--- GIVEN PROBLEM ---
Copy the lines below without any change, starting with the line that contains "trace --target flowing" and ending with the line that contains "966L540 966L536 668L118", including both of those lines.

━━ DATA ENTRIES ━━

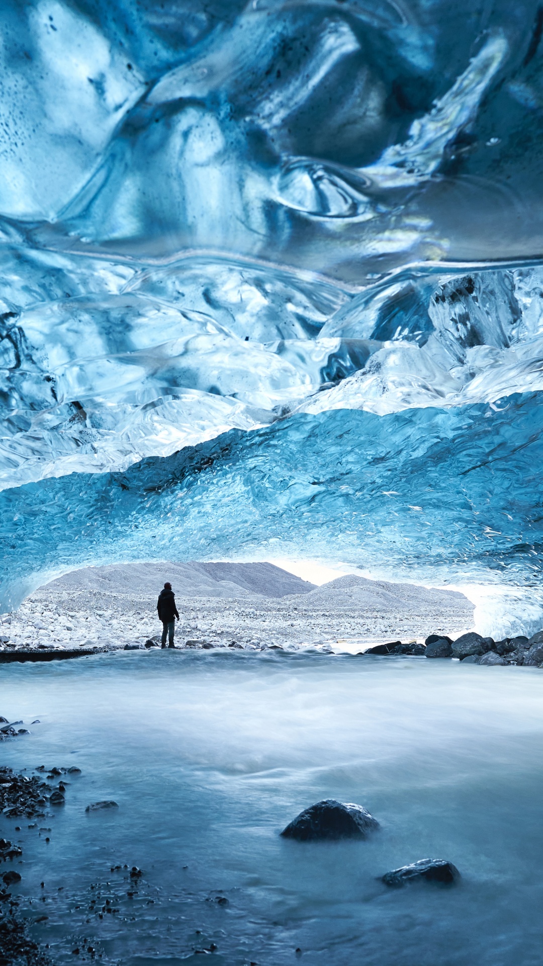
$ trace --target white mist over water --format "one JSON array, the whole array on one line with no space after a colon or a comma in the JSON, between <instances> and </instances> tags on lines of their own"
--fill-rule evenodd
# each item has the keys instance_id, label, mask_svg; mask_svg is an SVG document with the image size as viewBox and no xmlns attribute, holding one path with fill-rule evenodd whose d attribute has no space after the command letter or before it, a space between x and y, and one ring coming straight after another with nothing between
<instances>
[{"instance_id":1,"label":"white mist over water","mask_svg":"<svg viewBox=\"0 0 543 966\"><path fill-rule=\"evenodd\" d=\"M83 773L39 820L48 844L31 822L0 829L23 845L21 908L48 916L33 931L56 966L82 937L123 966L200 962L212 943L223 966L283 966L297 948L309 966L539 966L538 669L127 652L2 678L0 712L42 722L2 747L4 762ZM327 797L365 806L381 831L279 838ZM86 814L100 799L119 810ZM426 856L452 861L459 887L378 881ZM131 898L127 873L110 871L125 863L144 870ZM91 884L118 914L88 912Z\"/></svg>"}]
</instances>

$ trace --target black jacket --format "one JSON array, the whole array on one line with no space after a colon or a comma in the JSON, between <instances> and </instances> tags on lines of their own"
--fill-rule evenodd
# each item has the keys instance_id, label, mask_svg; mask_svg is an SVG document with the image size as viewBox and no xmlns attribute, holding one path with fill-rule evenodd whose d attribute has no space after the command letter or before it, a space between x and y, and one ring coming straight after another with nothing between
<instances>
[{"instance_id":1,"label":"black jacket","mask_svg":"<svg viewBox=\"0 0 543 966\"><path fill-rule=\"evenodd\" d=\"M158 620L161 620L164 624L169 624L174 617L177 617L179 620L173 590L160 590L157 610L158 611Z\"/></svg>"}]
</instances>

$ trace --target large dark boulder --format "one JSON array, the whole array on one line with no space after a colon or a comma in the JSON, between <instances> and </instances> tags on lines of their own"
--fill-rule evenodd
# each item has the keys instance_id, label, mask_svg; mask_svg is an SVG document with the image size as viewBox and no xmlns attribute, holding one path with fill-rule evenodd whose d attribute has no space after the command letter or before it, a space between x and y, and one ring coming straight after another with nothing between
<instances>
[{"instance_id":1,"label":"large dark boulder","mask_svg":"<svg viewBox=\"0 0 543 966\"><path fill-rule=\"evenodd\" d=\"M438 638L431 644L426 644L424 653L427 658L451 658L452 647L446 638Z\"/></svg>"},{"instance_id":2,"label":"large dark boulder","mask_svg":"<svg viewBox=\"0 0 543 966\"><path fill-rule=\"evenodd\" d=\"M402 866L391 872L386 872L383 882L386 886L405 886L408 882L438 882L451 886L460 878L456 866L445 859L419 859L411 866Z\"/></svg>"},{"instance_id":3,"label":"large dark boulder","mask_svg":"<svg viewBox=\"0 0 543 966\"><path fill-rule=\"evenodd\" d=\"M463 634L452 642L452 654L455 658L468 658L472 654L484 654L488 649L481 635L475 634L474 631Z\"/></svg>"},{"instance_id":4,"label":"large dark boulder","mask_svg":"<svg viewBox=\"0 0 543 966\"><path fill-rule=\"evenodd\" d=\"M520 635L518 638L511 638L511 643L514 650L518 650L519 647L524 647L525 650L528 650L529 647L529 640L524 635ZM541 643L543 643L543 637L541 638Z\"/></svg>"},{"instance_id":5,"label":"large dark boulder","mask_svg":"<svg viewBox=\"0 0 543 966\"><path fill-rule=\"evenodd\" d=\"M451 639L447 638L446 634L431 634L426 638L424 643L428 646L428 644L434 644L436 640L448 640L449 644L452 644Z\"/></svg>"},{"instance_id":6,"label":"large dark boulder","mask_svg":"<svg viewBox=\"0 0 543 966\"><path fill-rule=\"evenodd\" d=\"M377 819L361 805L327 798L300 811L281 835L302 842L323 838L365 838L369 832L378 828Z\"/></svg>"}]
</instances>

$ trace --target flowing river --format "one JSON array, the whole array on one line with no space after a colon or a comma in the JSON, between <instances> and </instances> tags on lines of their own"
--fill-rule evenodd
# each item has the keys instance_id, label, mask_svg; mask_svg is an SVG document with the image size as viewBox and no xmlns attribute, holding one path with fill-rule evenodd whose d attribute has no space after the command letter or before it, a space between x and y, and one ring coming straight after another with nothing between
<instances>
[{"instance_id":1,"label":"flowing river","mask_svg":"<svg viewBox=\"0 0 543 966\"><path fill-rule=\"evenodd\" d=\"M215 966L540 966L536 668L118 652L3 666L0 712L31 731L0 746L4 764L82 772L54 817L0 821L23 848L12 892L55 966L203 954ZM323 798L365 806L381 830L279 837ZM119 808L85 811L100 800ZM459 884L380 881L425 857L453 862Z\"/></svg>"}]
</instances>

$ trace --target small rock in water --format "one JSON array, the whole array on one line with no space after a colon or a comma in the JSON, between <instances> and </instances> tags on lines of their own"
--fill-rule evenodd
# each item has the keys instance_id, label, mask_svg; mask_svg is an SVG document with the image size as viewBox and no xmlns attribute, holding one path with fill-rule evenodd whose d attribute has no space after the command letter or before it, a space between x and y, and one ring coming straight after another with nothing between
<instances>
[{"instance_id":1,"label":"small rock in water","mask_svg":"<svg viewBox=\"0 0 543 966\"><path fill-rule=\"evenodd\" d=\"M364 654L392 654L398 646L402 646L401 640L392 640L388 644L376 644L375 647L368 647Z\"/></svg>"},{"instance_id":2,"label":"small rock in water","mask_svg":"<svg viewBox=\"0 0 543 966\"><path fill-rule=\"evenodd\" d=\"M455 658L467 658L471 657L472 654L483 654L489 648L483 643L481 635L474 632L472 634L463 634L452 642L452 656Z\"/></svg>"},{"instance_id":3,"label":"small rock in water","mask_svg":"<svg viewBox=\"0 0 543 966\"><path fill-rule=\"evenodd\" d=\"M500 654L501 657L503 657L504 654L512 654L515 650L515 645L509 638L504 638L503 640L496 641L493 650L495 650L497 654Z\"/></svg>"},{"instance_id":4,"label":"small rock in water","mask_svg":"<svg viewBox=\"0 0 543 966\"><path fill-rule=\"evenodd\" d=\"M299 841L322 838L365 838L368 832L379 828L377 819L361 805L325 799L310 806L290 822L281 835Z\"/></svg>"},{"instance_id":5,"label":"small rock in water","mask_svg":"<svg viewBox=\"0 0 543 966\"><path fill-rule=\"evenodd\" d=\"M419 859L411 866L402 866L391 872L386 872L382 881L386 886L396 887L405 886L408 882L416 882L417 879L451 886L459 878L460 872L456 866L445 859Z\"/></svg>"},{"instance_id":6,"label":"small rock in water","mask_svg":"<svg viewBox=\"0 0 543 966\"><path fill-rule=\"evenodd\" d=\"M438 638L426 644L425 655L427 658L451 658L452 647L446 638Z\"/></svg>"},{"instance_id":7,"label":"small rock in water","mask_svg":"<svg viewBox=\"0 0 543 966\"><path fill-rule=\"evenodd\" d=\"M448 640L449 644L452 644L451 639L447 638L446 634L430 634L430 636L426 638L424 643L428 646L428 644L435 643L436 640Z\"/></svg>"},{"instance_id":8,"label":"small rock in water","mask_svg":"<svg viewBox=\"0 0 543 966\"><path fill-rule=\"evenodd\" d=\"M496 665L506 665L507 662L500 654L497 654L496 651L489 651L488 654L483 654L482 658L479 658L478 664L484 665L485 668L492 668Z\"/></svg>"},{"instance_id":9,"label":"small rock in water","mask_svg":"<svg viewBox=\"0 0 543 966\"><path fill-rule=\"evenodd\" d=\"M535 642L525 654L524 665L529 668L539 668L543 664L543 643Z\"/></svg>"}]
</instances>

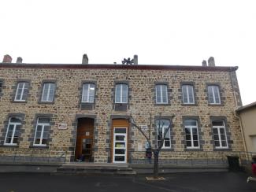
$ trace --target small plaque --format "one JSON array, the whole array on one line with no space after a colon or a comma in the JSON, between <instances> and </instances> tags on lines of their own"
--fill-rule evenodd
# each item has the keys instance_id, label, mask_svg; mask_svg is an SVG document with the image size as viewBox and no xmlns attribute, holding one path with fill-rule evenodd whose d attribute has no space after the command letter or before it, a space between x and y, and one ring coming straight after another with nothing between
<instances>
[{"instance_id":1,"label":"small plaque","mask_svg":"<svg viewBox=\"0 0 256 192\"><path fill-rule=\"evenodd\" d=\"M67 124L65 123L60 123L58 125L58 129L67 129Z\"/></svg>"},{"instance_id":2,"label":"small plaque","mask_svg":"<svg viewBox=\"0 0 256 192\"><path fill-rule=\"evenodd\" d=\"M143 131L148 131L147 125L140 125L140 128Z\"/></svg>"},{"instance_id":3,"label":"small plaque","mask_svg":"<svg viewBox=\"0 0 256 192\"><path fill-rule=\"evenodd\" d=\"M143 151L143 144L141 142L138 143L138 151Z\"/></svg>"}]
</instances>

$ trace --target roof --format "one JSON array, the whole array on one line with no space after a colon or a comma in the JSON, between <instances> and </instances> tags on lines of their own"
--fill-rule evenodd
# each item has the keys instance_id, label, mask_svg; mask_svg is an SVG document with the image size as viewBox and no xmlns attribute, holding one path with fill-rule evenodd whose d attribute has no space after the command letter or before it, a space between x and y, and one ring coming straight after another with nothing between
<instances>
[{"instance_id":1,"label":"roof","mask_svg":"<svg viewBox=\"0 0 256 192\"><path fill-rule=\"evenodd\" d=\"M254 107L256 107L256 102L253 102L253 103L250 103L249 105L239 107L236 111L237 113L241 113L242 111L247 110L247 109L254 108Z\"/></svg>"},{"instance_id":2,"label":"roof","mask_svg":"<svg viewBox=\"0 0 256 192\"><path fill-rule=\"evenodd\" d=\"M0 63L1 68L105 68L105 69L143 69L143 70L185 70L185 71L236 71L238 67L193 66L193 65L109 65L109 64L26 64Z\"/></svg>"}]
</instances>

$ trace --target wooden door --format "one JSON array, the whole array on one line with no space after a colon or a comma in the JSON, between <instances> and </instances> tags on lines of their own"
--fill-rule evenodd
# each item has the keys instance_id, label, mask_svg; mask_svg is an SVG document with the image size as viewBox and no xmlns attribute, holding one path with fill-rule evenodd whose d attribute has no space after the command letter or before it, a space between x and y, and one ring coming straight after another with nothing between
<instances>
[{"instance_id":1,"label":"wooden door","mask_svg":"<svg viewBox=\"0 0 256 192\"><path fill-rule=\"evenodd\" d=\"M112 120L111 159L113 163L126 163L128 161L128 120L115 119ZM124 157L125 159L123 159Z\"/></svg>"},{"instance_id":2,"label":"wooden door","mask_svg":"<svg viewBox=\"0 0 256 192\"><path fill-rule=\"evenodd\" d=\"M94 120L83 118L78 120L76 145L76 160L92 161Z\"/></svg>"}]
</instances>

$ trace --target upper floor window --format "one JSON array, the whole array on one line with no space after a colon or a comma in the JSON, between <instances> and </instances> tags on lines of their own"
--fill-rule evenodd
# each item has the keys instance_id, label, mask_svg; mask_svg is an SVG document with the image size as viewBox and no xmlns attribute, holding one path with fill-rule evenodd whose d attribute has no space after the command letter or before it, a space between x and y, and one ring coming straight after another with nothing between
<instances>
[{"instance_id":1,"label":"upper floor window","mask_svg":"<svg viewBox=\"0 0 256 192\"><path fill-rule=\"evenodd\" d=\"M164 119L157 120L156 126L158 130L158 146L160 145L161 139L164 138L164 142L162 147L170 148L171 147L171 131L169 127L170 120L164 120ZM165 135L165 132L166 134Z\"/></svg>"},{"instance_id":2,"label":"upper floor window","mask_svg":"<svg viewBox=\"0 0 256 192\"><path fill-rule=\"evenodd\" d=\"M187 148L199 148L198 122L195 120L185 120Z\"/></svg>"},{"instance_id":3,"label":"upper floor window","mask_svg":"<svg viewBox=\"0 0 256 192\"><path fill-rule=\"evenodd\" d=\"M50 130L50 118L37 118L35 132L34 146L46 146Z\"/></svg>"},{"instance_id":4,"label":"upper floor window","mask_svg":"<svg viewBox=\"0 0 256 192\"><path fill-rule=\"evenodd\" d=\"M5 145L17 145L20 127L21 120L19 117L12 116L9 119L7 131L5 138Z\"/></svg>"},{"instance_id":5,"label":"upper floor window","mask_svg":"<svg viewBox=\"0 0 256 192\"><path fill-rule=\"evenodd\" d=\"M25 102L28 93L28 83L19 82L17 86L14 101Z\"/></svg>"},{"instance_id":6,"label":"upper floor window","mask_svg":"<svg viewBox=\"0 0 256 192\"><path fill-rule=\"evenodd\" d=\"M224 120L213 120L213 132L216 148L228 148L227 135Z\"/></svg>"},{"instance_id":7,"label":"upper floor window","mask_svg":"<svg viewBox=\"0 0 256 192\"><path fill-rule=\"evenodd\" d=\"M115 103L128 102L128 85L119 83L116 84Z\"/></svg>"},{"instance_id":8,"label":"upper floor window","mask_svg":"<svg viewBox=\"0 0 256 192\"><path fill-rule=\"evenodd\" d=\"M155 86L156 92L156 103L167 104L168 103L168 92L167 85L158 84Z\"/></svg>"},{"instance_id":9,"label":"upper floor window","mask_svg":"<svg viewBox=\"0 0 256 192\"><path fill-rule=\"evenodd\" d=\"M219 87L217 85L208 86L208 97L210 104L221 104Z\"/></svg>"},{"instance_id":10,"label":"upper floor window","mask_svg":"<svg viewBox=\"0 0 256 192\"><path fill-rule=\"evenodd\" d=\"M52 102L54 101L55 87L54 83L45 83L43 84L42 102Z\"/></svg>"},{"instance_id":11,"label":"upper floor window","mask_svg":"<svg viewBox=\"0 0 256 192\"><path fill-rule=\"evenodd\" d=\"M83 84L82 102L93 103L95 102L95 89L94 83Z\"/></svg>"},{"instance_id":12,"label":"upper floor window","mask_svg":"<svg viewBox=\"0 0 256 192\"><path fill-rule=\"evenodd\" d=\"M195 104L194 87L192 85L182 86L182 100L184 104Z\"/></svg>"}]
</instances>

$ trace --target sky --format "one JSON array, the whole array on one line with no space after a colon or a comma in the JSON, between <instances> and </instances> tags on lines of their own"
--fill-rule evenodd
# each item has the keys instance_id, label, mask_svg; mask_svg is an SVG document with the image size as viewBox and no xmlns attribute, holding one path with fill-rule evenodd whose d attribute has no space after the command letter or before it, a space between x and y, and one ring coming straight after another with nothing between
<instances>
[{"instance_id":1,"label":"sky","mask_svg":"<svg viewBox=\"0 0 256 192\"><path fill-rule=\"evenodd\" d=\"M255 0L1 0L0 61L217 66L256 102Z\"/></svg>"}]
</instances>

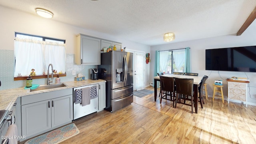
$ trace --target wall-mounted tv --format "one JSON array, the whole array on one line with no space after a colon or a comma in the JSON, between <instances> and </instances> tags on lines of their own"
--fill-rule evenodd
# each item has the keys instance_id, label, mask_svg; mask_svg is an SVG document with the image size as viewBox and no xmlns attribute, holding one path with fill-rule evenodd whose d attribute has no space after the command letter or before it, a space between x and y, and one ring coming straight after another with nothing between
<instances>
[{"instance_id":1,"label":"wall-mounted tv","mask_svg":"<svg viewBox=\"0 0 256 144\"><path fill-rule=\"evenodd\" d=\"M256 72L256 46L207 49L206 70Z\"/></svg>"}]
</instances>

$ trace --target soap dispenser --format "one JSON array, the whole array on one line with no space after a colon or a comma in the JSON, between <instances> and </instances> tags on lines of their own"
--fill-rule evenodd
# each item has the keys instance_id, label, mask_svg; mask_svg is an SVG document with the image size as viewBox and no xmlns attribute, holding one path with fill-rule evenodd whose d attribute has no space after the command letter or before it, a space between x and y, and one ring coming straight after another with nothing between
<instances>
[{"instance_id":1,"label":"soap dispenser","mask_svg":"<svg viewBox=\"0 0 256 144\"><path fill-rule=\"evenodd\" d=\"M27 78L26 82L26 87L27 88L30 88L32 86L32 78L30 77L30 76L28 76L28 78Z\"/></svg>"},{"instance_id":2,"label":"soap dispenser","mask_svg":"<svg viewBox=\"0 0 256 144\"><path fill-rule=\"evenodd\" d=\"M57 78L56 78L56 83L59 83L60 82L60 78L59 78L59 76L57 76Z\"/></svg>"}]
</instances>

━━━

--- RESULT OF THE TASK ---
$ trace --target flowing river --format "one JSON array, the whole array on one line with no space after a colon or a comma in the JSON, between <instances> and </instances> tags on lines of their own"
--fill-rule evenodd
# each item has the keys instance_id, label, mask_svg; mask_svg is an SVG document with the image size as viewBox and no xmlns attribute, holding one path with fill-rule evenodd whose d attribute has no space after the command letter or before it, a space between x and y, and one ring coming straight after another with nothing between
<instances>
[{"instance_id":1,"label":"flowing river","mask_svg":"<svg viewBox=\"0 0 543 966\"><path fill-rule=\"evenodd\" d=\"M215 966L540 966L536 668L118 652L3 666L0 712L31 731L0 746L4 764L82 772L54 817L0 821L23 848L12 892L55 966L203 954ZM323 798L365 806L381 830L279 837ZM119 808L85 811L100 800ZM459 884L380 881L425 857L453 862Z\"/></svg>"}]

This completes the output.